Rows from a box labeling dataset
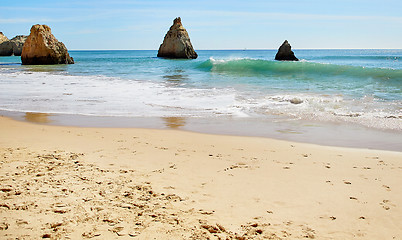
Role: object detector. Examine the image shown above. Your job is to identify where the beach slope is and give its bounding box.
[0,117,402,239]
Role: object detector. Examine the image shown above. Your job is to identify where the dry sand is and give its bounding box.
[0,117,402,239]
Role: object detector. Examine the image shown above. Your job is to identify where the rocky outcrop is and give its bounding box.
[275,40,299,61]
[0,32,8,43]
[0,35,28,56]
[158,17,198,59]
[21,24,74,65]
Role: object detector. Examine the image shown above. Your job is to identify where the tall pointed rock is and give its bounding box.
[158,17,198,59]
[275,40,299,61]
[21,24,74,65]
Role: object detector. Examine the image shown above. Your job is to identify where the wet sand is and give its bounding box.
[0,116,402,239]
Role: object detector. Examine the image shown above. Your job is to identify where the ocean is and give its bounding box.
[0,49,402,149]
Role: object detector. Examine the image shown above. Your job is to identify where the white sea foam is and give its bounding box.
[0,69,402,130]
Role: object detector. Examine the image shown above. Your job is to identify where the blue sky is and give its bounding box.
[0,0,402,50]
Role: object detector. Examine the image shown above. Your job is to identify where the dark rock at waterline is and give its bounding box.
[0,35,28,56]
[275,40,299,61]
[158,17,198,59]
[21,24,74,65]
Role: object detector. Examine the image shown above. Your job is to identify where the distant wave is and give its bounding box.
[198,58,402,81]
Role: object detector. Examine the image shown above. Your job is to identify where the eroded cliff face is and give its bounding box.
[275,40,299,61]
[0,32,8,43]
[0,35,28,56]
[21,24,74,65]
[158,17,198,59]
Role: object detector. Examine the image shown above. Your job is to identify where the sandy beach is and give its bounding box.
[0,117,402,239]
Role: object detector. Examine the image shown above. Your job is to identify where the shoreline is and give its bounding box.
[0,117,402,239]
[0,111,402,152]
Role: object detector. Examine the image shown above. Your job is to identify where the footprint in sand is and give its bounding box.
[380,199,396,210]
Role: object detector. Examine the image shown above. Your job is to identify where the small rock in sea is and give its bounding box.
[21,24,74,65]
[158,17,198,59]
[275,40,299,61]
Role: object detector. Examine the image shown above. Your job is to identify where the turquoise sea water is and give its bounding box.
[0,50,402,131]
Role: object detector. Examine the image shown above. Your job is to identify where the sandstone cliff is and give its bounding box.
[21,24,74,65]
[0,32,8,43]
[275,40,299,61]
[158,17,198,59]
[0,35,28,56]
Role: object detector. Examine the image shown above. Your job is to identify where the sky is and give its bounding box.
[0,0,402,50]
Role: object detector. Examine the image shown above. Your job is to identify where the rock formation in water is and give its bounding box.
[0,35,28,56]
[158,17,198,59]
[275,40,299,61]
[0,32,8,43]
[21,24,74,65]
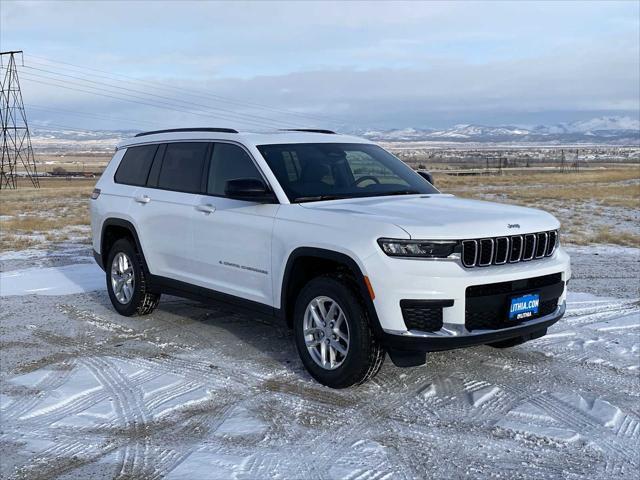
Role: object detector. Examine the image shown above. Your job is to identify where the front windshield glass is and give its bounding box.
[258,143,438,202]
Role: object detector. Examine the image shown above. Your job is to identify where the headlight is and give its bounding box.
[378,238,458,258]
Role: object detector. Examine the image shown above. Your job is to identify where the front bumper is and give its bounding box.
[365,244,571,334]
[382,302,566,352]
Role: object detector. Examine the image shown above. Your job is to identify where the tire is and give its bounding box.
[105,238,160,317]
[293,276,385,388]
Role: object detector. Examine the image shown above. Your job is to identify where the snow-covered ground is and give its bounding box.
[0,245,640,479]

▶ **Task details**: Print all of these records again line for line, without the pictures.

▶ **Solution**:
Role: object detector. Examine the image shown above. Your job is to identify where the beach slope is and give its bounding box.
[0,117,402,239]
Role: object detector. Examine the image shown above. Your job is to identify where the dry sand is and give its bounding box.
[0,117,402,239]
Role: object detector. Examine the image shown above. Your job is to identify where the rocky outcrop is and give its bounding box.
[275,40,299,61]
[0,32,8,43]
[0,35,28,56]
[158,17,198,59]
[21,24,74,65]
Role: object detector. Examine the image shown above. Your job is to identify where the tall pointed rock is and give its bounding box.
[158,17,198,59]
[275,40,299,61]
[21,24,74,65]
Role: object detector. Examine the image shown above. Your job is to identify where the wet sand is and give its bounding box.
[0,116,402,239]
Role: object detector. Examine the image shown above. Your job is to identify where the ocean is and give its bounding box.
[0,49,402,149]
Role: object detector. Examine the image shown above. Your job is to identify where the white sea foam is and give its bounding box.
[0,69,402,130]
Role: object detector. Examine the image shown above. Your job is to identify where the blue sky is and give its bounding box.
[0,0,402,50]
Role: object detector. Examine the image shown above. Your job is to identify where the dark rock at waterline is and give its bounding box.
[0,35,28,56]
[275,40,299,61]
[158,17,198,59]
[21,24,74,65]
Role: object detector. Examine the image shown above. Your job is to identify where the distant wave is and give its bounding box.
[198,58,402,81]
Role: object detector. Examine the image shown above. Your job is to identify where the eroded cliff face is and give its bounding box.
[275,40,299,61]
[0,32,8,43]
[0,35,28,56]
[21,24,74,65]
[158,17,198,59]
Role: object detector. Examine the image shown above. Your job is to identify where the sandy beach is and give its bounding box.
[0,117,402,239]
Role: object detector. Examine the image shown above. Your job is to identify where the shoreline is and give its bounding box.
[0,117,402,239]
[0,111,402,152]
Role: object detector. Examine the image shown above. Your job is to identify where the footprint in sand is and give its bounding box.
[380,199,396,210]
Role: object detector. Examine the image shown above. Your job is to identify where the small rock in sea is and give its bounding box.
[21,24,74,65]
[158,17,198,59]
[275,40,299,61]
Role: object detector. Examine the image shown above. Your job is to identify where the turquoise sea water is and give its bounding box.
[0,50,402,131]
Role: object detector. Examine the image shown above. Your job is to identify where the sandstone cliff is and give its bounding box.
[21,24,74,65]
[0,32,8,43]
[275,40,299,61]
[158,17,198,59]
[0,35,28,56]
Role: object detector. Examine the image shown above. Your job is to identify where the sky is and give its bounding box.
[0,0,402,50]
Role: object detector. Examine the image shown above. Your job is to identify where the rock formation in water is and give its bounding box.
[0,35,28,56]
[158,17,198,59]
[275,40,299,61]
[0,32,8,43]
[21,24,74,65]
Role: object detector. Examine the image shown above. Your job is to identify where the front windshield glass is and give its bounding box.
[258,143,438,202]
Role: object detector. Examine the image shown above. Your job is to identify where the headlight is and give its bounding box.
[378,238,458,258]
Role: object detector. Examine the image shown above. Your job is to identify where the front bumper is and give its bounding box.
[365,244,571,334]
[382,302,566,352]
Role: object detector. Examine the image shown above. Your job is to identify where the tire is and give its bounding box.
[105,238,160,317]
[293,276,385,388]
Role: object detector. Examine the image shown above. Your job is to identify where the snow-covered ground is and give its bounding box.
[0,245,640,479]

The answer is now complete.